++++ PODANY TEKST ++++

Nowe buspasy we Wrocławiu denerwują kierowców. W ostatnim czasie wrocławski magistrat uruchomił trzy nowe buspasy - na fragmentach ulic Krakowskiej, Grabiszyńskiej i Podwale, a prezydent Jacek Sutryk już zapowiedział, że samochody ustąpią autobusom w kolejnych miejscach Wrocławia.
Polecany artykuł: Wtargnęli do mieszkania, pobili i okradli właściciela! Więzili go dwa dni!
Miasto chce, aby kierowcy przesiedli się do MPK. – Przede wszystkim przyspieszamy komunikację zbiorową. Przez to, że jest bardziej wiarygodna i punktualna, jest atrakcyjniejsza dla kierowców - mówi Elżbieta Maciąg z Wydziału Inżynierii Miejskiej Urzędu Miejskiego we Wrocławiu.

++++

▶ _POLECENIE 1_: Wymień wszystkie ulice, na których fragmentach według tekstu o buspasach we Wrocławiu uruchomiono nowe buspasy.
▶ _POLECENIE 2_: Dopisz dalszy ciąg tekstu o buspasach we Wrocławiu, zaczynając od miejsca, w którym się kończy.
Wykaz nie ma żadnego związku z tekstem o buspasach we Wrocławiu.

++++ DOSTARCZONE INFORMACJE ++++

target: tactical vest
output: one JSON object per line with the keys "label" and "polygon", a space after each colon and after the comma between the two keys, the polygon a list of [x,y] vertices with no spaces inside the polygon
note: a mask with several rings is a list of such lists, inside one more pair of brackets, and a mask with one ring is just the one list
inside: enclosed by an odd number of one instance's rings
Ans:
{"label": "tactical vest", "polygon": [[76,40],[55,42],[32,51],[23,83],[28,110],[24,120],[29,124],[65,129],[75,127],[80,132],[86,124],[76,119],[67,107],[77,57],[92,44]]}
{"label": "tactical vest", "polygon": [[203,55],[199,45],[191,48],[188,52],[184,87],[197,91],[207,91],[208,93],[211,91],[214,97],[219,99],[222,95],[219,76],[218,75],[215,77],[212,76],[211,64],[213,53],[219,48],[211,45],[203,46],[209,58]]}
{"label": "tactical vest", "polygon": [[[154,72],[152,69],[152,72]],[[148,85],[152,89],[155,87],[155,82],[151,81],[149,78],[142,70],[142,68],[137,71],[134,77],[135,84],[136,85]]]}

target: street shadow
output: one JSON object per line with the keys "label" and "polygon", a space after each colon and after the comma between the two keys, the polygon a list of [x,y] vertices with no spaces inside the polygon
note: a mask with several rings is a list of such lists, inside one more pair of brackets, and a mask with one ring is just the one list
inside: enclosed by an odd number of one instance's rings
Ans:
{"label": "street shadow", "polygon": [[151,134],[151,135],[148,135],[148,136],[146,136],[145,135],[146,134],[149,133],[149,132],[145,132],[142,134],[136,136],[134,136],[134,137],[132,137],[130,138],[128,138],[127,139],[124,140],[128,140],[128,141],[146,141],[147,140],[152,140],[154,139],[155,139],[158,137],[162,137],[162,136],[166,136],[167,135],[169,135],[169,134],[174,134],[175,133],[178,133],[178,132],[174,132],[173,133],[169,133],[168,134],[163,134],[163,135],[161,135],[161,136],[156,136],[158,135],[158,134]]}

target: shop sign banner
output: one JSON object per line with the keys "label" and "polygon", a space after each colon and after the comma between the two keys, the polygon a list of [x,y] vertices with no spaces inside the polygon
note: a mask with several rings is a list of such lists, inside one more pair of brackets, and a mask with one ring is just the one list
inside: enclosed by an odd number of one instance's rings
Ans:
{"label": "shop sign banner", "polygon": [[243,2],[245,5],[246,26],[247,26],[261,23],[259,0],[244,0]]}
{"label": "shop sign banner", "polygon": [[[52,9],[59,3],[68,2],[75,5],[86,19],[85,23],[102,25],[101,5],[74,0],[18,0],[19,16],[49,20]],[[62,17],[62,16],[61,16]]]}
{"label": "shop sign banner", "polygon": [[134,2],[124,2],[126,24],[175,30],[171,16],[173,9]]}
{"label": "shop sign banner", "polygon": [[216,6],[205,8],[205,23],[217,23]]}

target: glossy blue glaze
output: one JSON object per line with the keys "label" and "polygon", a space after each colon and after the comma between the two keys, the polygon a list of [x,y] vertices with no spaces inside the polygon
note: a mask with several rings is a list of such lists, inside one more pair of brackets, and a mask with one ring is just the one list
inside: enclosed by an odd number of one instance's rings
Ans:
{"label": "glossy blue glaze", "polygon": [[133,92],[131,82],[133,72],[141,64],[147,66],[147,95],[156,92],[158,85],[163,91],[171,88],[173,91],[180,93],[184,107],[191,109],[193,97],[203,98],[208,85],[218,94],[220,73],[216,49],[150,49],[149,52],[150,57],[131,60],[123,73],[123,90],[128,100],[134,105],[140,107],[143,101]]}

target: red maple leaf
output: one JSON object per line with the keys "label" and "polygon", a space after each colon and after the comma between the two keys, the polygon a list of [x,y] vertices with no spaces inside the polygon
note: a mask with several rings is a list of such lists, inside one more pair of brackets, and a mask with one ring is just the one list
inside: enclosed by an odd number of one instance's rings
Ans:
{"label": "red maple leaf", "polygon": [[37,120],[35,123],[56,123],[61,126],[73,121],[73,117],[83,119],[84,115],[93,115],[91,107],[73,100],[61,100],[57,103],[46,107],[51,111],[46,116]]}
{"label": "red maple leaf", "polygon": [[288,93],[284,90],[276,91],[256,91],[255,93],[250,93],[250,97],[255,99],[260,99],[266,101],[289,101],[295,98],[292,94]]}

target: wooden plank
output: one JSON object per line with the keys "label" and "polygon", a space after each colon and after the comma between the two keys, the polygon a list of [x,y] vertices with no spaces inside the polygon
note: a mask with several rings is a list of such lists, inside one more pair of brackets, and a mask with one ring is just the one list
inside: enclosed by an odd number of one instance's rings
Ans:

++++

▶ _ODPOWIEDŹ 1_: Krakowska, Grabiszyńska, Podwale

▶ _ODPOWIEDŹ 2_:
Wrocławski radny Robert Grzechnik uważa, że we Wrocławiu kierowców się dyskryminuje. – Tylko uprzywilejowana grupa jedzie odrobinę szybciej, natomiast w całości tracimy tę przepustowość. W październiku, jak przyjadą studenci i będziemy mieli pełne miasto, to będziemy mieli paraliż komunikacyjny spowodowany złymi decyzjami Pana Sutryka – wyjaśnia i dodaje, że przy obecnym fatalnym stanie komunikacji miejskiej kierowców się zmusza, a nie zachęca do zmiany środka transportu.
Tymczasem został ogłoszony przetarg na kolejny buspas. W przyszłym roku autobusy będą uprzywilejowane na Krzywoustego. Będzie mieścił się 1300 m od zjazdu z osiedla Psie Pole do ulicy Brücknera.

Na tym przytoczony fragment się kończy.